(Stored data entries)
* * * * *
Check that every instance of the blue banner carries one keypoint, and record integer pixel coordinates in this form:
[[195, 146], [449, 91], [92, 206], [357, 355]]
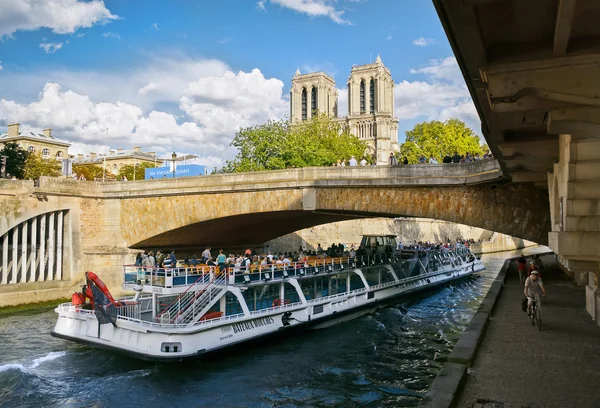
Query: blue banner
[[181, 171]]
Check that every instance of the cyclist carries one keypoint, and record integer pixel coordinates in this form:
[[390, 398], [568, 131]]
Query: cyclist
[[534, 287], [522, 267]]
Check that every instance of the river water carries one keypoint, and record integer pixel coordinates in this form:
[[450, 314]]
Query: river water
[[388, 359]]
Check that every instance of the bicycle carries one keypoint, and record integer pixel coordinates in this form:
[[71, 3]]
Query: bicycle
[[535, 315]]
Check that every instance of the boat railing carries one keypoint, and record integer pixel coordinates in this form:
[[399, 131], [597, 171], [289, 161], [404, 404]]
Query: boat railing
[[166, 277]]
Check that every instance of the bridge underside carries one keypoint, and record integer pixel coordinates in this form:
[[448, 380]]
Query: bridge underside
[[242, 230], [252, 218]]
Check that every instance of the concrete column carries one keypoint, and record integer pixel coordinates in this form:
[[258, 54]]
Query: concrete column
[[33, 251], [4, 259], [42, 276], [15, 264], [51, 246], [59, 245], [24, 257]]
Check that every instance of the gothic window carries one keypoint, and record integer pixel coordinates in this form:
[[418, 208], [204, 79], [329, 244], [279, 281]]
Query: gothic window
[[372, 96], [313, 102], [304, 101], [362, 97]]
* * * * *
**Description of the task**
In the records above, find each line with the word "this" and copy it out.

**Response area**
Check that every instance of the blue banner carries one keypoint, and record integer pixel coordinates in this form:
Check that every instance of the cyclist carries one keypoint, and record integer pixel coordinates in this form:
Check that every instance of the river water carries one keypoint, and record integer pixel coordinates in this form:
Check that every instance of the bicycle carries one keypoint, and record integer pixel coordinates in this form:
Check that every instance of the boat railing carries one keypoint, and record integer pixel coordinates in this form:
Check that every instance of the bridge underside carries one keypoint, and record integer pixel coordinates in this form:
Check that every instance of the concrete column carries one keypoint, and record integer pixel coordinates in this form:
Check that every instance of the gothic window carries one keypoint, and record integer pixel coordinates in this form:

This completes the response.